#### Exercícios propostos:
[A] Reproduza sem qualquer alteração o trecho do texto sobre a apensação de processos que começa nas palavras que contêm "H) E ainda que" e termina depois de "encontravam por realizar.".
[B] No texto sobre a apensação de processos, reescreva em forma de lista o parágrafo que começa por "Deste modo, à data em que a Recorrente", mantendo os factos principais.
[C] Segundo o texto sobre a apensação de processos, em que data apresentou a Recorrente o seu requerimento em juízo?

#### Texto selecionado:
B) A Recorrente discorda da fundamentação de tal despacho e, assim, do indeferimento da sua pretensão, aliás secundada por requerimento deduzido também pelo A. nos autos a apensar;
C) A apensação de processos é um instituto de natureza eminentemente prática, visando obter a maior economia processual possível, e, ao mesmo tempo, promover a uniformidade de julgamentos.
D) Analisando ambos os processos e articulados verificamos, com exceção da A. , sujeito ativo no processo 2311/18.0T8PTM – a identificada AIG Europe Limited- Sucursal em Portugal – que os demais sujeitos , os passivos, os RR e a Chamada, ora Recorrente são os mesmos.
E) Nos autos 2311/18.0T8PTM, são RR , os ora Recorridos “Portugal Retail Europark FUND”, “Fund Box – Sociedade Gestora de Fundos de Investimento Imobiliário, S.A” e “Central de Borla – Comércio de Utilidades, S.A”, bem como a chamada Ageas, ora Recorrente, cuja intervenção foi deferida após requerimento deduzido pela sua segurada e era também R, “De Borla”.
F) Ora, tais RR são-no também nos autos sub iudice, para além dos demais RR melhor identificados nos autos supra.
G) Quanto às AA , ora Recorridas , as mesmas de forma coligada e cada uma per si, acionaram as RR, pedindo a sua condenação nos valores já liquidados por cada uma, bem assim de outros por liquidar, mormente, juros.
H) E ainda que a A. nos autos 2311/18.0T8PTM não seja parte ativa nos autos sub iudice, certo é que demandou as RR identificadas nos presentes autos, apresentando a mesma causa de pedir e o mesmo tipo de pedido, ainda que com quantum distinto.
I) Mas, entendemos, que não é um distinto valor peticionado pelas AA em ambos os processos que impede a requerida apensação, porquanto tal é mera consequência de uma causa de pedir, sendo que a causa de pedir é idêntica em ambos os processos.
J) Quanto à data de realização das audiências prévias, consideramos que a mesma não poderia ser impedimento para a apensação que se desejava e deseja.
K) Em primeiro lugar, por que a Recorrente apresentou o seu requerimento em Juízo em 7 de Setembro de 2020, quando as audiências prévias ainda se encontravam por realizar.
L) Em segundo lugar, porque a audiência prévia marcada nos autos a apensar (2311/18.0T8PTM) só iria ter lugar cerca de 4 meses depois de idêntica diligência nos presentes autos, pelo que entendemos que este argumento temporal claudica perante os factos.
M) Deste modo, à data em que a Recorrente apresentou o seu requerimento de apensação este era – e continua a ser- oportuno, não colidindo com a evolução processual de ambos os processos porque, na data, em nenhum deles ocorrera ainda a audiência prévia, conforme se invocou no requerimento apresentado pela Recorrente.
N) A Recorrente era e é , em ambos os autos, parte passiva, Chamada que foi pela sua Segurada e R., ora Recorrida , a “De Borla”.

#### Material fornecido:
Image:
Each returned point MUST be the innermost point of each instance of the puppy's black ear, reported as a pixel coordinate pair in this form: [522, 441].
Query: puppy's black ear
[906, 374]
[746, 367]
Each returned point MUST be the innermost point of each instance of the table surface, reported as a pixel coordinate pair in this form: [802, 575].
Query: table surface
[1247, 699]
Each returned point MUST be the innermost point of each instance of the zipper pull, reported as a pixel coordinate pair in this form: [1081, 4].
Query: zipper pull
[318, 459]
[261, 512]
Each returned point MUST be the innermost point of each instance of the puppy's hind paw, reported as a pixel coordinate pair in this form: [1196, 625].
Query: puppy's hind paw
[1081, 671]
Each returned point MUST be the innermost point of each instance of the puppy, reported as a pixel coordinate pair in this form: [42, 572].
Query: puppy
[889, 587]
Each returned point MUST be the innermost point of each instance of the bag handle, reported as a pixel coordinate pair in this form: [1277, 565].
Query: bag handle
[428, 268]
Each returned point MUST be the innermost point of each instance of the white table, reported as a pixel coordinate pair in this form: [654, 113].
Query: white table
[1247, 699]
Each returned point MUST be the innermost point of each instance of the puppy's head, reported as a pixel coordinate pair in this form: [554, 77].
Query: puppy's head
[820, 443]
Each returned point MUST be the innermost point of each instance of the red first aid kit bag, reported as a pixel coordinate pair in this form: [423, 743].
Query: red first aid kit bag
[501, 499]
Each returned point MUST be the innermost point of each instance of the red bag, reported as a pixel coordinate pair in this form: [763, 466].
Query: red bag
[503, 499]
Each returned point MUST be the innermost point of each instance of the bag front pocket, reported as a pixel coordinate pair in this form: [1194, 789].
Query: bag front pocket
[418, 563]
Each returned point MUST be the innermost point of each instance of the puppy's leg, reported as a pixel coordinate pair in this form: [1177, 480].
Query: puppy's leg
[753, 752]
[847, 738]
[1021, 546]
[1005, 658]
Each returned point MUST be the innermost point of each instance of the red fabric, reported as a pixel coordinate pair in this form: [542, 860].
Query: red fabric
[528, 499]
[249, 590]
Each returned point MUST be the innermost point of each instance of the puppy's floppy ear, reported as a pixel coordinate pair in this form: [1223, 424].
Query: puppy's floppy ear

#### Soluções abaixo:
[A]
H) E ainda que a A. nos autos 2311/18.0T8PTM não seja parte ativa nos autos sub iudice, certo é que demandou as RR identificadas nos presentes autos, apresentando a mesma causa de pedir e o mesmo tipo de pedido, ainda que com quantum distinto.
I) Mas, entendemos, que não é um distinto valor peticionado pelas AA em ambos os processos que impede a requerida apensação, porquanto tal é mera consequência de uma causa de pedir, sendo que a causa de pedir é idêntica em ambos os processos.
J) Quanto à data de realização das audiências prévias, consideramos que a mesma não poderia ser impedimento para a apensação que se desejava e deseja.
K) Em primeiro lugar, por que a Recorrente apresentou o seu requerimento em Juízo em 7 de Setembro de 2020, quando as audiências prévias ainda se encontravam por realizar.

[B]
- O requerimento de apensação era oportuno na data em que a Recorrente o apresentou e continua a sê-lo.
- O requerimento não colide com a evolução processual de nenhum dos dois processos.
- Nessa data, ainda não tinha ocorrido a audiência prévia em nenhum dos processos, como a Recorrente invocou no seu requerimento.

[C] Em 7 de Setembro de 2020.